[Data entries]
-- Opening Marker --
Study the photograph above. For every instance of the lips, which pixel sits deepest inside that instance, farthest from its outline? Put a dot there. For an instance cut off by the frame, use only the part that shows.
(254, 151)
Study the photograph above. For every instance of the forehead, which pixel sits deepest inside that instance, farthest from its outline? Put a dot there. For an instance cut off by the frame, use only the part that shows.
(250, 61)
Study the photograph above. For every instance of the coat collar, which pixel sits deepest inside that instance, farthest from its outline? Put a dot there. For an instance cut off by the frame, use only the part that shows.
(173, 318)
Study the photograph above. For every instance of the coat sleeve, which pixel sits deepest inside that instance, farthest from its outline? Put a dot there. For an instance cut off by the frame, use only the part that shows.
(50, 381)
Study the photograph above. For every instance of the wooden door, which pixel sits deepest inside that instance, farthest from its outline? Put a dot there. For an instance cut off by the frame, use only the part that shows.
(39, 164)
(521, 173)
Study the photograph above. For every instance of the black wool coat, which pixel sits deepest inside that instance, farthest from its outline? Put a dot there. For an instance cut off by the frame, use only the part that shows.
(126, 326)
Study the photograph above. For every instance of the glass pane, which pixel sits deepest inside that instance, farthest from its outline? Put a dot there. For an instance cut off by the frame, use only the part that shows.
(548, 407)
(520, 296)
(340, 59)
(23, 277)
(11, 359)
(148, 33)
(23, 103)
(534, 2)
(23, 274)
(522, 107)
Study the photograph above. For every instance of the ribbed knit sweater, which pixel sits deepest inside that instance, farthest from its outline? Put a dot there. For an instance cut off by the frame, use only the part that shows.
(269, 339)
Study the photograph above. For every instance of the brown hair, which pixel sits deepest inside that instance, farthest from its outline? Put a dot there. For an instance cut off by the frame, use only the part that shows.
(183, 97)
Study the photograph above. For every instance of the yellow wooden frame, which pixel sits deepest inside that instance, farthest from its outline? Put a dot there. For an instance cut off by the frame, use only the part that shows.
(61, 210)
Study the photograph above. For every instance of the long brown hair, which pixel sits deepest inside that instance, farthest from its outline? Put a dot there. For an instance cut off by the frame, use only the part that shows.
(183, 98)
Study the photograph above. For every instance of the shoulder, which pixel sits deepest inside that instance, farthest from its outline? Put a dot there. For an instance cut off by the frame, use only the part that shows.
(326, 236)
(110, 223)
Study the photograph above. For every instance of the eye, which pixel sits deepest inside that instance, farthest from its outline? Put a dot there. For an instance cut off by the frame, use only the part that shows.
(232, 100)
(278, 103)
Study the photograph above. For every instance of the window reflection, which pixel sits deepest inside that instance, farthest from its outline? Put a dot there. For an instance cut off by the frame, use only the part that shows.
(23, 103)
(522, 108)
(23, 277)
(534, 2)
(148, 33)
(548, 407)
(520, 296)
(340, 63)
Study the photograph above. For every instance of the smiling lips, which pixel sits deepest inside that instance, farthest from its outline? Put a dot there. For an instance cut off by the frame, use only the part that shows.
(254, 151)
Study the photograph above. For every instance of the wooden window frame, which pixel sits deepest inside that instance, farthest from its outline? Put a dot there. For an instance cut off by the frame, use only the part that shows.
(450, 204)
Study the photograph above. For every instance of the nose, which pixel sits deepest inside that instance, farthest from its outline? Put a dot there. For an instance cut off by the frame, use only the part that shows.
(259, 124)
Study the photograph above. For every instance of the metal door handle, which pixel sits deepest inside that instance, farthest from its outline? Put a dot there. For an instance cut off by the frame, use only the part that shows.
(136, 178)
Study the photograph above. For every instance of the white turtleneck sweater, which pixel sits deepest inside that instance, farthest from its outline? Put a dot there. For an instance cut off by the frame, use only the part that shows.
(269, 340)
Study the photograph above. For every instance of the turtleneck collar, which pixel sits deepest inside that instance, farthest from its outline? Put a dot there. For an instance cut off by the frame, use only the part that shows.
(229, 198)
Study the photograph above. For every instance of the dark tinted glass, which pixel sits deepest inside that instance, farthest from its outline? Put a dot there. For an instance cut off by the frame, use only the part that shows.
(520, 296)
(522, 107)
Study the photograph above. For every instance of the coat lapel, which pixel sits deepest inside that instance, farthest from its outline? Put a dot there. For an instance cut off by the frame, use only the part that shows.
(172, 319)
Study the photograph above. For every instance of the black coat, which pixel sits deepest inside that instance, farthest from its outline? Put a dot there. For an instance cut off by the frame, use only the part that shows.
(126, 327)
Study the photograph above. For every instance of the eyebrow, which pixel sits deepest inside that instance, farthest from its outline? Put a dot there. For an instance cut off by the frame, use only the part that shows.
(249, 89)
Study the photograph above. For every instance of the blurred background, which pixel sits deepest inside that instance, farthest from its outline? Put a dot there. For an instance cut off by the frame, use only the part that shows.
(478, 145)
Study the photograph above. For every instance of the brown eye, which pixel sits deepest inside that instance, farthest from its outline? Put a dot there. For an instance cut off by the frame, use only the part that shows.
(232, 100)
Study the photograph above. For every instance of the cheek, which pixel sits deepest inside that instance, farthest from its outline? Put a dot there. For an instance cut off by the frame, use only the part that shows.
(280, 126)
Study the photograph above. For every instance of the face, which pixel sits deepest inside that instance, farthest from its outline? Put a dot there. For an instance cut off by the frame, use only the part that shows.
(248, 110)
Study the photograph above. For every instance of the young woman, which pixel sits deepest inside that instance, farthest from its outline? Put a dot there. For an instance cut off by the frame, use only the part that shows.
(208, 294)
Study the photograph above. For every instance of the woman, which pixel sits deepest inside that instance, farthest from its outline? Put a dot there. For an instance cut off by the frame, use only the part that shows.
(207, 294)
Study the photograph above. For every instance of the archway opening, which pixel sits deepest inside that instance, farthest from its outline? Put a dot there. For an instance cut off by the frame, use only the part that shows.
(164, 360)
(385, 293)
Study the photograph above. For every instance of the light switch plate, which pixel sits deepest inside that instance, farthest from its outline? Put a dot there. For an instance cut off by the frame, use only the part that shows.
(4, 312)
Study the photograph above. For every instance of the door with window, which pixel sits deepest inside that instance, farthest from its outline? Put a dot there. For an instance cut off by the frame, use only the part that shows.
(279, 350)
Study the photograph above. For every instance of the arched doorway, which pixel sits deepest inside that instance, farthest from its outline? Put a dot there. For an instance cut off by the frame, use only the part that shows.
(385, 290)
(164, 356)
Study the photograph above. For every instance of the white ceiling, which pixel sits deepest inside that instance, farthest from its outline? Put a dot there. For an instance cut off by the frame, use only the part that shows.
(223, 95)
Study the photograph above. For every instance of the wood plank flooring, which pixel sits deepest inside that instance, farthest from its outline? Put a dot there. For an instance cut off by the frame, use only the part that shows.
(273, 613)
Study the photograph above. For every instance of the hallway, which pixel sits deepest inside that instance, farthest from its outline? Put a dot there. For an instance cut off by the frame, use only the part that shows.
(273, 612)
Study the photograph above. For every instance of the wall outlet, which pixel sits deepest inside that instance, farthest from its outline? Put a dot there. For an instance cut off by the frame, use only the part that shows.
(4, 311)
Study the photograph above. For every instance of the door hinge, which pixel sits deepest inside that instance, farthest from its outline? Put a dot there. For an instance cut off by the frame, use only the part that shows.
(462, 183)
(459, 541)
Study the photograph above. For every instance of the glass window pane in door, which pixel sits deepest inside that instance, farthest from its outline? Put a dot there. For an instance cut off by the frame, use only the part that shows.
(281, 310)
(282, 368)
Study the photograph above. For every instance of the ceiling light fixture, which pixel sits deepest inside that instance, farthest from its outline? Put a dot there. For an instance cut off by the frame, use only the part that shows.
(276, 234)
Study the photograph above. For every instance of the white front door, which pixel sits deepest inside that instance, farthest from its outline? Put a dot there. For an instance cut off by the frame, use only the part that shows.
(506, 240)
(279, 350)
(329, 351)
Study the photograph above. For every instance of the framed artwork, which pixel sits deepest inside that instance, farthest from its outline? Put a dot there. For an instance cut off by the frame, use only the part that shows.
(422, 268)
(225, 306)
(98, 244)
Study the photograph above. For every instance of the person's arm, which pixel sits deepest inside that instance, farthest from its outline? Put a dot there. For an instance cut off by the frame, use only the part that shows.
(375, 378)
-- Closing Marker --
* Activity *
Starting at the line with "Study the photograph above. For every instance of the ceiling", copy every line down to the last one above, exactly as written and with nothing else.

* Solution for this exercise *
Study the photograph above. For every instance of the ceiling light fixture, which pixel sits deepest inside that instance, farthest from its outline? Put a dot there. For an instance cut off by the frame, use only the part that shows.
(276, 234)
Study the photograph above. For every instance of the white front door, which pixel sits deepest inside that instance, farthest from its outline? Put a dot there. For an instance cut off by the frame, use only the part that shows.
(506, 240)
(279, 350)
(329, 351)
Study the photograph above. For every instance of the framed artwork, which pixel sits deepest inside that instance, farthest from its outline? Put a dot there. For an instance cut off by the frame, use only the part that shows.
(422, 268)
(225, 306)
(98, 244)
Study the photograph above. For every instance of the person's arm, which pixel sits deepest inside that instance, farthest from its outline? Put a dot there. For an instance cut off by the frame, use only the part that shows.
(375, 378)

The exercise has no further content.